YOUR OBJECTIVE: Reproduce each of the following items word for word, leaving every line unchanged.

STORED ROWS:
****************
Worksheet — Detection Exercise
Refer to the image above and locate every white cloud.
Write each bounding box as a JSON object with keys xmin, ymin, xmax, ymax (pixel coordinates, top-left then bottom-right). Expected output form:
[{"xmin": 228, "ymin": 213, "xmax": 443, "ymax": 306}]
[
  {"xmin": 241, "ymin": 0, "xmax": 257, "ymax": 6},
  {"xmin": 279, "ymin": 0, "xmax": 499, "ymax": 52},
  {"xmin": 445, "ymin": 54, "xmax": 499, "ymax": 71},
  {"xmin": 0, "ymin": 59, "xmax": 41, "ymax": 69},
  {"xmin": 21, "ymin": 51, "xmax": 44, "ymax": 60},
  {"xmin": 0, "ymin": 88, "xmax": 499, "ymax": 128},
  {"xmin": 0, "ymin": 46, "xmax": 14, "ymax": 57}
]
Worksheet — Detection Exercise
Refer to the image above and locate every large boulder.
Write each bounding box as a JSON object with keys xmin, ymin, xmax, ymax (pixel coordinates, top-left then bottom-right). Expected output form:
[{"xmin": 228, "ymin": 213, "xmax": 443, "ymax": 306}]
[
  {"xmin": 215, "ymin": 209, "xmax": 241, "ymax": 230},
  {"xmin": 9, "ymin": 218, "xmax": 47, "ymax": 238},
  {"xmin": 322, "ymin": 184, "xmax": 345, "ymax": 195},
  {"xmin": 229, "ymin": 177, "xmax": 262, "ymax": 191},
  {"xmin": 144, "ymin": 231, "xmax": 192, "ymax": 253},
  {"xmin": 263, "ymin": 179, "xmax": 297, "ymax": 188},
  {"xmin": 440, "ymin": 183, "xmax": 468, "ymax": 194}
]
****************
SOLUTION:
Worksheet — Detection Exercise
Refer to the image above and locate every white cloud.
Write each bounding box as a JSON object with keys xmin, ymin, xmax, ymax (pixel coordinates, top-left then bottom-right). Expected output form:
[{"xmin": 228, "ymin": 213, "xmax": 443, "ymax": 306}]
[
  {"xmin": 241, "ymin": 0, "xmax": 257, "ymax": 6},
  {"xmin": 279, "ymin": 0, "xmax": 499, "ymax": 52},
  {"xmin": 445, "ymin": 54, "xmax": 499, "ymax": 71},
  {"xmin": 0, "ymin": 59, "xmax": 41, "ymax": 69},
  {"xmin": 21, "ymin": 51, "xmax": 44, "ymax": 60},
  {"xmin": 0, "ymin": 88, "xmax": 499, "ymax": 128},
  {"xmin": 0, "ymin": 46, "xmax": 14, "ymax": 57}
]
Worksheet — Detection Exercise
Refer to the image above and locate every large boulder.
Write each bounding box as a JSON object with keys xmin, ymin, xmax, ymax (pixel coordinates, top-left then bottom-right). Expected output form:
[{"xmin": 228, "ymin": 213, "xmax": 443, "ymax": 306}]
[
  {"xmin": 215, "ymin": 209, "xmax": 241, "ymax": 230},
  {"xmin": 9, "ymin": 218, "xmax": 47, "ymax": 238},
  {"xmin": 322, "ymin": 184, "xmax": 345, "ymax": 195},
  {"xmin": 229, "ymin": 177, "xmax": 262, "ymax": 191},
  {"xmin": 144, "ymin": 231, "xmax": 192, "ymax": 253},
  {"xmin": 263, "ymin": 179, "xmax": 297, "ymax": 188},
  {"xmin": 440, "ymin": 183, "xmax": 468, "ymax": 194}
]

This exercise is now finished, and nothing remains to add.